Request
Put the lines of the data below into a numbered list, everything from the line containing "of the parked" down to the end of the data, with both ends included and blank lines left out.

^^^^^^^^

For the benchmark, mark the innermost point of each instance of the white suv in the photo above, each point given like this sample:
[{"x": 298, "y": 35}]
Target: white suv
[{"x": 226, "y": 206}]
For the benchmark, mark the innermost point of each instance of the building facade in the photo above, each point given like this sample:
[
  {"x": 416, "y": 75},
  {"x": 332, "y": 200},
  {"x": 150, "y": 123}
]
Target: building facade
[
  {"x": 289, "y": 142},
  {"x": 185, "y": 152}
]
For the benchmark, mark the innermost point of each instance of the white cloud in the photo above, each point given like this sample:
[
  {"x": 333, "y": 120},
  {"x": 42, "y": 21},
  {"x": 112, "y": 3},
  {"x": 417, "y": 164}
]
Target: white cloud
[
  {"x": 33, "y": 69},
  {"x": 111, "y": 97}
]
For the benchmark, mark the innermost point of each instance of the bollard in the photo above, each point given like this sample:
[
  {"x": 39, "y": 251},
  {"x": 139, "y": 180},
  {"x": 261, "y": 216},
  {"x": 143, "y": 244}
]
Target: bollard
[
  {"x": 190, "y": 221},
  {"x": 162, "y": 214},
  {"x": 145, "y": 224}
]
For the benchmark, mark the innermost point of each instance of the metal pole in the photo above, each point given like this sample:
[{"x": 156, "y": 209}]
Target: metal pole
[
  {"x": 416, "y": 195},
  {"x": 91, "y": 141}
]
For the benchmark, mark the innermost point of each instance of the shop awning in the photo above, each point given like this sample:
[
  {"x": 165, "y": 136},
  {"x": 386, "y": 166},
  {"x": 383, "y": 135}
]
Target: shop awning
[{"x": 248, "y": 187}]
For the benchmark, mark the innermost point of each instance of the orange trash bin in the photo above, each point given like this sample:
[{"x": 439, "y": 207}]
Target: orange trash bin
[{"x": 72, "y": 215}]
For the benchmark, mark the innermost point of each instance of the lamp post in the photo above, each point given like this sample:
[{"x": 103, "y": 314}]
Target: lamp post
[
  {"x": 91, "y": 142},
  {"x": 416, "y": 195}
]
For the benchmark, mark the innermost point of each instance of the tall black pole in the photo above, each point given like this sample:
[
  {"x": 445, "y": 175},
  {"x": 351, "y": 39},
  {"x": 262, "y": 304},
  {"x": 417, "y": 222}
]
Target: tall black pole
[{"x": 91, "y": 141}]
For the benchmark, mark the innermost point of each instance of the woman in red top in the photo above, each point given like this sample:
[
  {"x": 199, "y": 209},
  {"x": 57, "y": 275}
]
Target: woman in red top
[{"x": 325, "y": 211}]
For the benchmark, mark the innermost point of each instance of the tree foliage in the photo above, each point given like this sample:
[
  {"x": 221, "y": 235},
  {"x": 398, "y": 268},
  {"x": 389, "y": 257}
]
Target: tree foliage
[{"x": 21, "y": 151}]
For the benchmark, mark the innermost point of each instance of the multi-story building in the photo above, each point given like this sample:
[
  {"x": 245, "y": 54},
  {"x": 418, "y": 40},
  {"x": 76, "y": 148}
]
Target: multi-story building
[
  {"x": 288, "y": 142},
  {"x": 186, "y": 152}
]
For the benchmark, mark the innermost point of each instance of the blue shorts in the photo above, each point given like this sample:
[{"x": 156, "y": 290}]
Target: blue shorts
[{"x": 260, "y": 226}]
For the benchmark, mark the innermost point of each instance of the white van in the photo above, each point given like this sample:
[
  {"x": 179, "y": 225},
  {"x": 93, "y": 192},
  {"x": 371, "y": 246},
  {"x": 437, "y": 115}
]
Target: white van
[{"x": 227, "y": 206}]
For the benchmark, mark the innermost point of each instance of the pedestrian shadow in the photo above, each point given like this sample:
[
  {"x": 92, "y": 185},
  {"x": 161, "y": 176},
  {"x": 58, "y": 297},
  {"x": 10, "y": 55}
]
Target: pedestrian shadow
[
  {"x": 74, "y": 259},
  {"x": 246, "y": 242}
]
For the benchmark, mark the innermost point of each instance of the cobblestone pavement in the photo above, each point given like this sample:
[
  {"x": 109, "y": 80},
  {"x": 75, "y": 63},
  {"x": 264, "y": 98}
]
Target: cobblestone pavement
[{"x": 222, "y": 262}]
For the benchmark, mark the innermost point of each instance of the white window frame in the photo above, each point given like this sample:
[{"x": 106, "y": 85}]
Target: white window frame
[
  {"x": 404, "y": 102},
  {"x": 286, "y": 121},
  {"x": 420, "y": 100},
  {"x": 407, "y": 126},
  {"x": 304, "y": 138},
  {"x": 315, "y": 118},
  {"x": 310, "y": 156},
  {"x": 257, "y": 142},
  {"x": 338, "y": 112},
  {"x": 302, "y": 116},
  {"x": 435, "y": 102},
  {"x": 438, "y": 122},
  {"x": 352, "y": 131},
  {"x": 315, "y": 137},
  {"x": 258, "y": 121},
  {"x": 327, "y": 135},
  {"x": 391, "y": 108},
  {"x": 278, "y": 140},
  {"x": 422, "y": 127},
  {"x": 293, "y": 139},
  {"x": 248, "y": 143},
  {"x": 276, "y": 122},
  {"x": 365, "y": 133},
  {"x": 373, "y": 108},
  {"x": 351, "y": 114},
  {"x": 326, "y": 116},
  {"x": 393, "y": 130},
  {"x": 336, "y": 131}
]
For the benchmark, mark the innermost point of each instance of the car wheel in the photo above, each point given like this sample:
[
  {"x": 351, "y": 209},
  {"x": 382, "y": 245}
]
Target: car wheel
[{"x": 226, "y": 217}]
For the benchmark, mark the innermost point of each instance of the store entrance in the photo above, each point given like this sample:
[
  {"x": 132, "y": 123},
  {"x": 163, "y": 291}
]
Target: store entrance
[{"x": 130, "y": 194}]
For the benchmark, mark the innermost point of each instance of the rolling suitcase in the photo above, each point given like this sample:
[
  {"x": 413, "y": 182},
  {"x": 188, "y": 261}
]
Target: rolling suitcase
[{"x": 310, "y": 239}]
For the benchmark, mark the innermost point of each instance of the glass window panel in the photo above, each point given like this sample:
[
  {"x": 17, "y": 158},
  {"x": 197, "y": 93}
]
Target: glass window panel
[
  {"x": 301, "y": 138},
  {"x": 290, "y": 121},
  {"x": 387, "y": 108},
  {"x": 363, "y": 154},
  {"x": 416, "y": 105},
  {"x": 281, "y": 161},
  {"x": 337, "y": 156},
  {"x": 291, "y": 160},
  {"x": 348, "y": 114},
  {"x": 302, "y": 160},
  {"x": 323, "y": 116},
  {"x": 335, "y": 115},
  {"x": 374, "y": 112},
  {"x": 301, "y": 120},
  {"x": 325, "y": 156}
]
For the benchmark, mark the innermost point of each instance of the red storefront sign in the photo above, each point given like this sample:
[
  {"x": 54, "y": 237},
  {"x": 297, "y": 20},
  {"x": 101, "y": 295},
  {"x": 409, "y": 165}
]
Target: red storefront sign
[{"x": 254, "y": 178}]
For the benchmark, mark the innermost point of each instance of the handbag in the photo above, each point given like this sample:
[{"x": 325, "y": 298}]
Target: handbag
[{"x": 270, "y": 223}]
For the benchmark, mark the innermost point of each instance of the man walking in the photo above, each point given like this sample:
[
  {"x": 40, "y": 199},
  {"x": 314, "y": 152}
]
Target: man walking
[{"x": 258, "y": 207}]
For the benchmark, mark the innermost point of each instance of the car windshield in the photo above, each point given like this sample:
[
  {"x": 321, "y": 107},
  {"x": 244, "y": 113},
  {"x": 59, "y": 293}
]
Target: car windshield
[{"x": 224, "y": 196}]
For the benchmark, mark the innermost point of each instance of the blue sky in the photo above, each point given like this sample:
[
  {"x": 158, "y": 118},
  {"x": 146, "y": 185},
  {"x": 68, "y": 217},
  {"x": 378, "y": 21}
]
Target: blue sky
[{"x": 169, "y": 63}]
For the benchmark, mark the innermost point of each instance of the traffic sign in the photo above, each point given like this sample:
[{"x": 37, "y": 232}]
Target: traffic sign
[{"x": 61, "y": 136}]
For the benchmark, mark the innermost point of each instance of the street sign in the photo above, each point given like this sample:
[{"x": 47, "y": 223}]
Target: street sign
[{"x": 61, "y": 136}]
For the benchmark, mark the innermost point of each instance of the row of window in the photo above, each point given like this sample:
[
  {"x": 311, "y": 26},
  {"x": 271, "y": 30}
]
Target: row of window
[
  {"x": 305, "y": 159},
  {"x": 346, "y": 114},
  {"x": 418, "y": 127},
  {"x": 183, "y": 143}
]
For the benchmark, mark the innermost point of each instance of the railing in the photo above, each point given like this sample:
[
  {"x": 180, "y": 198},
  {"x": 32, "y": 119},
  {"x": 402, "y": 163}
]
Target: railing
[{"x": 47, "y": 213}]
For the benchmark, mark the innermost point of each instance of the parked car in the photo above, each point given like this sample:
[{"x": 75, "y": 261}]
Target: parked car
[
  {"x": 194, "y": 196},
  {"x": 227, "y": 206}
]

^^^^^^^^

Exercise solution
1. For the benchmark, mark the innermost point of each instance of the parked car in the photo above, each point given like this sample:
2. [{"x": 75, "y": 261}]
3. Target: parked car
4. [
5.   {"x": 194, "y": 196},
6.   {"x": 227, "y": 206}
7. ]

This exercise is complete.